Point labeling data from photos:
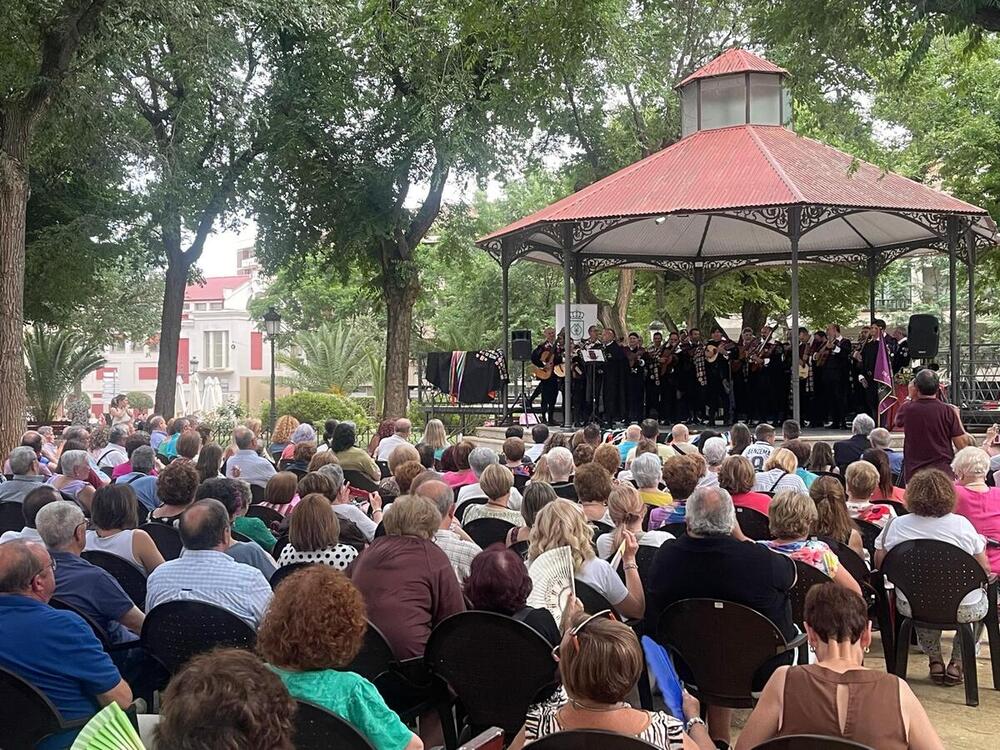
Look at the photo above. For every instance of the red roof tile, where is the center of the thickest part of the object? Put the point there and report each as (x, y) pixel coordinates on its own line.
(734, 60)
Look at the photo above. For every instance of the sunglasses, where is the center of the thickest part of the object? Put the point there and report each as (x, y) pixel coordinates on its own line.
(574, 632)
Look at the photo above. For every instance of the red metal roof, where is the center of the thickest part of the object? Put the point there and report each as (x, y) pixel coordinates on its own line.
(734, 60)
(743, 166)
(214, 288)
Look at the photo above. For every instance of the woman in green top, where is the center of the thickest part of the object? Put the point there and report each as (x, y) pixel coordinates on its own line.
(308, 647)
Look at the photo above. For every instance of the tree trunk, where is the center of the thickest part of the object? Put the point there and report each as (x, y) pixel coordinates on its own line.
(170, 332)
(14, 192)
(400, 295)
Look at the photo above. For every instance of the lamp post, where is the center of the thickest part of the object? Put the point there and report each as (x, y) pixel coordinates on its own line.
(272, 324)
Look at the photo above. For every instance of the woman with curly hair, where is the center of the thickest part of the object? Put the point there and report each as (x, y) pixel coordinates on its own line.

| YOUR OBJECTIVE |
Rewrite the listing above as a numbered list with one entry per line, skipping any blank lines. Omit the pictures from your answer.

| EXERCISE RESULT |
1. Look at the photo above. For every instance of the red roof tile, where is the center of the thickest part of the object? Put the point there and report each as (x, y) pixel coordinates on its own line.
2. (734, 60)
3. Look at the photo above. For every instance of the sunglasses, where is the center of the thickest part of the object? Put the point there and report each as (x, y) pixel coordinates on its own line.
4. (574, 632)
5. Look at the photo above. For every instance of the red metal roof, where is the center of the thickest part of the object? Put the point there and report each as (x, y) pixel coordinates on its own line.
6. (734, 60)
7. (743, 166)
8. (214, 288)
9. Look at the photo above. For every instance of the woman in green top, where is the center of the thickest part of the object? Put the point there and report each as (x, y) pixel coordinates on its own line.
10. (308, 647)
11. Look at the photo above. For every instance of the tree trunk, where is the center of the thickest part of the object? Put the point there and report each as (x, y) pixel coordinates on its own line.
12. (170, 332)
13. (14, 192)
14. (400, 295)
15. Look at the photo above. For every instance of the lamp post, where is the center of the thickest part of the object? Put the point there and report each as (x, y) pixel coordinates on its own line.
16. (272, 324)
17. Look at the photo above. For every instance of the woman with curly hair, where is the center of the thickest part of the object? Put the point there and report each as (x, y) pixel coordinates on its own line.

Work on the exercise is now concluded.